__Provided text__.
[start]

So if you run a long term game based on lots of battles; make sure you embrace the concept of troop attrition, because if the PCs don't end the war quickly or fight very frugally with their troops, the clan will effectively destroy itself - not having enough men to defend itself in the next battle or simply starving to death when fewer crops are planted.

September 4th - 2017

As for the Bushido campaign, it ended in an apocalyptic fashion, since the campaign reached epic levels of myth in play. For the last decade or so the main characters had ventured to both celestial heaven and hell, as well as butting heads against the top bureaucratic ranks of the Imperial Court.

Very, very, long story short, due to the foolish actions of our novice characters at the start of the campaign, we triggered the Big Bad Evil Guy (a dai-oni king who ruled the monsters of Japan in his own small prefecture) to start a war between local clans, using politics and the magical abilities of his underlings. This eventually lead (over several decades in the background of the campaign) to a civil war that split Japan into two factions.

During this time the campaign was still grounded in mundane life: bandits, social progression, adventuring, treachery, military expeditions and eventually politics when our respective statuses grew high enough. Typical Kurosawa movie stuff with the odd monster here and there.

As a result of the war, the good guys ended up trapped in the less fertile northern third of the country, along with the Emperor who fled the capture of Kyoto and assassination of his father. The BBEG controlled the more fertile southern two thirds. Mythic influences grow however. Supernatural shenanigans proceed to draw the hidden world into the conflict, mostly as a response to our Buddhist priest summoning bodhisattva willy-nilly, crushing the Machiavellian plans of the oni.

[end]

__Your task__.
Transcribe the Bushido campaign account word for word, everything from "Very, very, long" down to "into two factions.".

__Extracted material__.
[start]

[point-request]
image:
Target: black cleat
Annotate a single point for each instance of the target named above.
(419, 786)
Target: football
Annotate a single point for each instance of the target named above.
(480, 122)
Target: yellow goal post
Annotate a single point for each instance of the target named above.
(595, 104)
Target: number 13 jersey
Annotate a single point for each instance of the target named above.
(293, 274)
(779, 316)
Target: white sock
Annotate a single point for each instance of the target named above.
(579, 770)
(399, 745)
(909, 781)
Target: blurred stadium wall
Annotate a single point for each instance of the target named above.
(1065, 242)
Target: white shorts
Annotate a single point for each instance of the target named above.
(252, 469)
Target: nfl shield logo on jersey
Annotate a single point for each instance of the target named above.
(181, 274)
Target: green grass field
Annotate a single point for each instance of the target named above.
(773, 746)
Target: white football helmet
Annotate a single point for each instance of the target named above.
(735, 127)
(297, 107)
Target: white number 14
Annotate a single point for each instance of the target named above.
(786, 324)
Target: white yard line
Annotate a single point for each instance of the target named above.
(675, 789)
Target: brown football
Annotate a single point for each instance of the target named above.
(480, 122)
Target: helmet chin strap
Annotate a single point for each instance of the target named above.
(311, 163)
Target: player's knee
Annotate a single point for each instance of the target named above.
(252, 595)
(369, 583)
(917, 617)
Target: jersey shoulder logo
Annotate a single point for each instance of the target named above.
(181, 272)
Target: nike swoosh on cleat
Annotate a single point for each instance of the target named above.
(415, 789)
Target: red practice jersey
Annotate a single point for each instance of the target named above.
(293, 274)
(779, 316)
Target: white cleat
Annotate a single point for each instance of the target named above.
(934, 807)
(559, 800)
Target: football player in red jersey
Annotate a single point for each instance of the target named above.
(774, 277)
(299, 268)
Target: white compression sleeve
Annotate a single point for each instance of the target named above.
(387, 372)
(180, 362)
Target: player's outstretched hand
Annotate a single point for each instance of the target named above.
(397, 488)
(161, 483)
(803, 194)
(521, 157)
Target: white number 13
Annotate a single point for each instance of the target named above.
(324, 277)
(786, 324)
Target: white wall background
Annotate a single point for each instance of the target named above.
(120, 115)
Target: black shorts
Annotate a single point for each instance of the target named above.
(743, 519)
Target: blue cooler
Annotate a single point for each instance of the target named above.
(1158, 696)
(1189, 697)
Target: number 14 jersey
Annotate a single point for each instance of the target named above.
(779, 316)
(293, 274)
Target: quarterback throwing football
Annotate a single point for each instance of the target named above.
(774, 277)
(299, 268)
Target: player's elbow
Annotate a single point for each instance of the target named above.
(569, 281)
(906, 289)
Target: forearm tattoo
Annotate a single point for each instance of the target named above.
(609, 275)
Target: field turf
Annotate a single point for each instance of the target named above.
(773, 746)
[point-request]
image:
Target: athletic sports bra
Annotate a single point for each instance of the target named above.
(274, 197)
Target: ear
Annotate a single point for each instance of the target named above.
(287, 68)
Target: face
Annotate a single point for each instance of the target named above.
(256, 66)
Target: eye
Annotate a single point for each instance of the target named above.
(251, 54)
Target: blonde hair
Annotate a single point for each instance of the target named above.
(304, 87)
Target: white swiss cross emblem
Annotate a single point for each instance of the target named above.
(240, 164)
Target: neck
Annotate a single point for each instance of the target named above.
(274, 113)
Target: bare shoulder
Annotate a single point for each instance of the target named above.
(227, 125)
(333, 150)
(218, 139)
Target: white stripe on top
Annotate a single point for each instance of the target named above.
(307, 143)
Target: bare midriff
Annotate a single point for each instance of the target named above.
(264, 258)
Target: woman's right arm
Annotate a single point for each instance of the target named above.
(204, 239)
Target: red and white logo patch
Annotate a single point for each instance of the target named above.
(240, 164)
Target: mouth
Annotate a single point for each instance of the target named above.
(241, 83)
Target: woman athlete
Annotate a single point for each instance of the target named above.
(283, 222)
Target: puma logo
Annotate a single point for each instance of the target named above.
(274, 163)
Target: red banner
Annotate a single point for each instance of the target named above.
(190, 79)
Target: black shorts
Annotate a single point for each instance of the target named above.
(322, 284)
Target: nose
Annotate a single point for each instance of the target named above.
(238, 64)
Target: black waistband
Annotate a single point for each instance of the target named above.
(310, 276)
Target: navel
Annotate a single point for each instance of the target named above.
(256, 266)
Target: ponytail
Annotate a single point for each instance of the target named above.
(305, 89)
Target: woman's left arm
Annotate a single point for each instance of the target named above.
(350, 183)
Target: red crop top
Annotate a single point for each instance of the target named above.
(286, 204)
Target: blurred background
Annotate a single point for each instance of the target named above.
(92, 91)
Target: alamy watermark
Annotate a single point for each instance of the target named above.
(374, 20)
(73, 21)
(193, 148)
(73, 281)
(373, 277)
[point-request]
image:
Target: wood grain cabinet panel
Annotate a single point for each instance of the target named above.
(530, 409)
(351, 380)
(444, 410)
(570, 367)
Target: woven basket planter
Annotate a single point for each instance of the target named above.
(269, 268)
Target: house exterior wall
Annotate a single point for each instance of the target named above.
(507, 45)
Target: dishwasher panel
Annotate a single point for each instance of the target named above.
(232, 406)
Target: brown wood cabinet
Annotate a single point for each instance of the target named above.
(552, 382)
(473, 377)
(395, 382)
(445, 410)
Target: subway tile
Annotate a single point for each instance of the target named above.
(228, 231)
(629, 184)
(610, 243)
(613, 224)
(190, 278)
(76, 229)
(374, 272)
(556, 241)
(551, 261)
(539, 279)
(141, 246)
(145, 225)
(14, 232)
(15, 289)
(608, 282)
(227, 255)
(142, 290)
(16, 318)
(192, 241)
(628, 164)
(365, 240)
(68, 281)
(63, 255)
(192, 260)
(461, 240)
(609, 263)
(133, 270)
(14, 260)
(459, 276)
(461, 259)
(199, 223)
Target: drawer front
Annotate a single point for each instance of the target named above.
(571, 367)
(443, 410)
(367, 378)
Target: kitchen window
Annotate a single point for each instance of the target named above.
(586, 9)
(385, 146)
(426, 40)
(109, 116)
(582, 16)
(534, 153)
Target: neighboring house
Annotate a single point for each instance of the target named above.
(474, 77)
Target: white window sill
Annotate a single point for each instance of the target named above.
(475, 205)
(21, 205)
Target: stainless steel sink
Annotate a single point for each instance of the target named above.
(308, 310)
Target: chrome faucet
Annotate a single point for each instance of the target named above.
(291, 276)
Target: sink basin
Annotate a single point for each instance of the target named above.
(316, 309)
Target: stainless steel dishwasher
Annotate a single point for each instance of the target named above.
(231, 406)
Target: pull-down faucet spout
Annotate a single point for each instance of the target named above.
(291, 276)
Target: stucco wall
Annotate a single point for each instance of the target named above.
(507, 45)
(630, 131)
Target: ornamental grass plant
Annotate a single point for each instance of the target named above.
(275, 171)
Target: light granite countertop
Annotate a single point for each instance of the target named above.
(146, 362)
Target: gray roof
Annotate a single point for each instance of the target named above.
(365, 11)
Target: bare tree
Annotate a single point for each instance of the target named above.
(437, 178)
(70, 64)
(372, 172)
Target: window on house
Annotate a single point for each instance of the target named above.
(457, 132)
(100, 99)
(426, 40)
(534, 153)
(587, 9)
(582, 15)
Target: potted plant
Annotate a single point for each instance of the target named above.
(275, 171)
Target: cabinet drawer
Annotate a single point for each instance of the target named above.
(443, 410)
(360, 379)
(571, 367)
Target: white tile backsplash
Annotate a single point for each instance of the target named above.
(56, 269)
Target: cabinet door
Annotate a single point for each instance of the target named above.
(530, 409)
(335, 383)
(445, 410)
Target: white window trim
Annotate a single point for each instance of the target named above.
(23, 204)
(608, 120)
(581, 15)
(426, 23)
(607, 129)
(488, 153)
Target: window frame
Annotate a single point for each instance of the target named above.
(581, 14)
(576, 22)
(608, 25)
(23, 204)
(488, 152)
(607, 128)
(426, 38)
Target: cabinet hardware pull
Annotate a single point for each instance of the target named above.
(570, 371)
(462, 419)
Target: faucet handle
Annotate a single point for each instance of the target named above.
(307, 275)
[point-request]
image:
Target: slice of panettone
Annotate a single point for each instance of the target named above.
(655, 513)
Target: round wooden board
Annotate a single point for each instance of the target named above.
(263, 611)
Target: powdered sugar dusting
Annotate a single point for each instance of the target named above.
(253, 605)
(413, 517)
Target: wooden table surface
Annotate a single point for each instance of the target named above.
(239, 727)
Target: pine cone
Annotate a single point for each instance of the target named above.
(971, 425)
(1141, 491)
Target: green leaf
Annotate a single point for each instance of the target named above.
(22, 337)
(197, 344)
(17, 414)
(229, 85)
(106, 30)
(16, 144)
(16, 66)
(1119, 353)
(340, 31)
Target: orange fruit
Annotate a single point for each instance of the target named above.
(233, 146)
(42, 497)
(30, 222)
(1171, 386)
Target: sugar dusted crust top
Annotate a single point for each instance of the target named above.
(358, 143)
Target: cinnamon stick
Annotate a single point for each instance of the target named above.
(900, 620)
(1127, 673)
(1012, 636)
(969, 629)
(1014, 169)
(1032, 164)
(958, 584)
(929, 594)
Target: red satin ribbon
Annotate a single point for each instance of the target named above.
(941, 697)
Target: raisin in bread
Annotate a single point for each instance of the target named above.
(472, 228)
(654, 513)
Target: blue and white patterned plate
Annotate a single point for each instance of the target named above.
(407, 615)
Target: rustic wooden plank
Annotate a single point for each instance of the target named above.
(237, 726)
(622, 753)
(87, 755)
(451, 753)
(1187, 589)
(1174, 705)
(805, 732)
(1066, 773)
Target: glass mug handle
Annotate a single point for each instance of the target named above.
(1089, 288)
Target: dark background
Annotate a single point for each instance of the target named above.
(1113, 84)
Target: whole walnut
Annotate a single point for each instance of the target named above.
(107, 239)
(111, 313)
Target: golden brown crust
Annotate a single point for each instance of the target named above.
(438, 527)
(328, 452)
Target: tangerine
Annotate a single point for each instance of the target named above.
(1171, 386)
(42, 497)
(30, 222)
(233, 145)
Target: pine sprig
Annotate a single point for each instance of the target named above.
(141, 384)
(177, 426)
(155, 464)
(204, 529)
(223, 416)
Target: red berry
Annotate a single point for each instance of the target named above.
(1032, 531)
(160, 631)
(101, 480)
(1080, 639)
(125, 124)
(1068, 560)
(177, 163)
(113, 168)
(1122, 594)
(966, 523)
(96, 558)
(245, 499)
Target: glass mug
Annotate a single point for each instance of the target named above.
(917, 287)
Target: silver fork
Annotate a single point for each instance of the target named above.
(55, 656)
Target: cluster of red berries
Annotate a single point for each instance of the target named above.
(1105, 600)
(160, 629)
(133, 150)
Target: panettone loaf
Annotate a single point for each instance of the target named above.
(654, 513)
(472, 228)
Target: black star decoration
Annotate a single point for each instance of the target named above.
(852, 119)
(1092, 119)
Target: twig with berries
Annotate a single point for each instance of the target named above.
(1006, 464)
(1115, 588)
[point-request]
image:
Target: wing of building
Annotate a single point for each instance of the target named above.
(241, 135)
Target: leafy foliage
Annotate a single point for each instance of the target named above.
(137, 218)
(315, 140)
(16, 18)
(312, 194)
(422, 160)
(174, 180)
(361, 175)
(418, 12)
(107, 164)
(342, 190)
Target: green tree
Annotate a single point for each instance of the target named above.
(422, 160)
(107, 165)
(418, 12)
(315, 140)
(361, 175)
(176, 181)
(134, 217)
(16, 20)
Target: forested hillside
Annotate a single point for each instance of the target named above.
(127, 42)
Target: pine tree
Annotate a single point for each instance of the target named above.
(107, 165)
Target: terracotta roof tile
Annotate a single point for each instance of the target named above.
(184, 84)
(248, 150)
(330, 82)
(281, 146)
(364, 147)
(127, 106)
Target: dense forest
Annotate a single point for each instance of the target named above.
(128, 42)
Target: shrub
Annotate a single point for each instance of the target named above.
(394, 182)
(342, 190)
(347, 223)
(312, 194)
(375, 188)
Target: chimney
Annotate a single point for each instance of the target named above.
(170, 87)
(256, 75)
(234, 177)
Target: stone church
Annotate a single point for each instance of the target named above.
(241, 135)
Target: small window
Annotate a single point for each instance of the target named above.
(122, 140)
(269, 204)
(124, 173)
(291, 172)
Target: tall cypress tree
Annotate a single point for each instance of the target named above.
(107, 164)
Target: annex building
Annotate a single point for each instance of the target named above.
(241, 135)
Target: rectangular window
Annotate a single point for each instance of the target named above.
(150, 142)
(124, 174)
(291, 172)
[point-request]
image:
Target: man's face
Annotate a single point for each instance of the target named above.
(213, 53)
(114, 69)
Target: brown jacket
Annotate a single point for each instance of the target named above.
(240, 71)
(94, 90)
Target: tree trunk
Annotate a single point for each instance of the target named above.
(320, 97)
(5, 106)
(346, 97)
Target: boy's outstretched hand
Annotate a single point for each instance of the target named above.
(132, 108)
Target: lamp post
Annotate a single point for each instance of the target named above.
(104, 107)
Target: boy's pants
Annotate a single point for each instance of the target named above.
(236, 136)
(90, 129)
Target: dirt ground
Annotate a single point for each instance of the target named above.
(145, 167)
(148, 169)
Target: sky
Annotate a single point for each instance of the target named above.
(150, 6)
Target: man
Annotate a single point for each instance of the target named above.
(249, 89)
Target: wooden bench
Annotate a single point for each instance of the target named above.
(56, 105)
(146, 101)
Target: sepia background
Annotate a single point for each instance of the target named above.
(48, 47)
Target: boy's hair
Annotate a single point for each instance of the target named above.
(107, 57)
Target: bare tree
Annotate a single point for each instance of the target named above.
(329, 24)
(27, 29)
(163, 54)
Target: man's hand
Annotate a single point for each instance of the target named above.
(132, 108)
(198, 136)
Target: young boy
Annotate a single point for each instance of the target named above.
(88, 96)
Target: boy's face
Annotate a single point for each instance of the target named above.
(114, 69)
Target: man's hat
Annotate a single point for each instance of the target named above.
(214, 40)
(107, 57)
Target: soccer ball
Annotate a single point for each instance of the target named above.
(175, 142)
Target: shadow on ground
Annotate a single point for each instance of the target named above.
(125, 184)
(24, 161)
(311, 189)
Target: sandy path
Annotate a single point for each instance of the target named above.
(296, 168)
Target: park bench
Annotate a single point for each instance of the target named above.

[end]

__Output below__.
Very, very, long story short, due to the foolish actions of our novice characters at the start of the campaign, we triggered the Big Bad Evil Guy (a dai-oni king who ruled the monsters of Japan in his own small prefecture) to start a war between local clans, using politics and the magical abilities of his underlings. This eventually lead (over several decades in the background of the campaign) to a civil war that split Japan into two factions.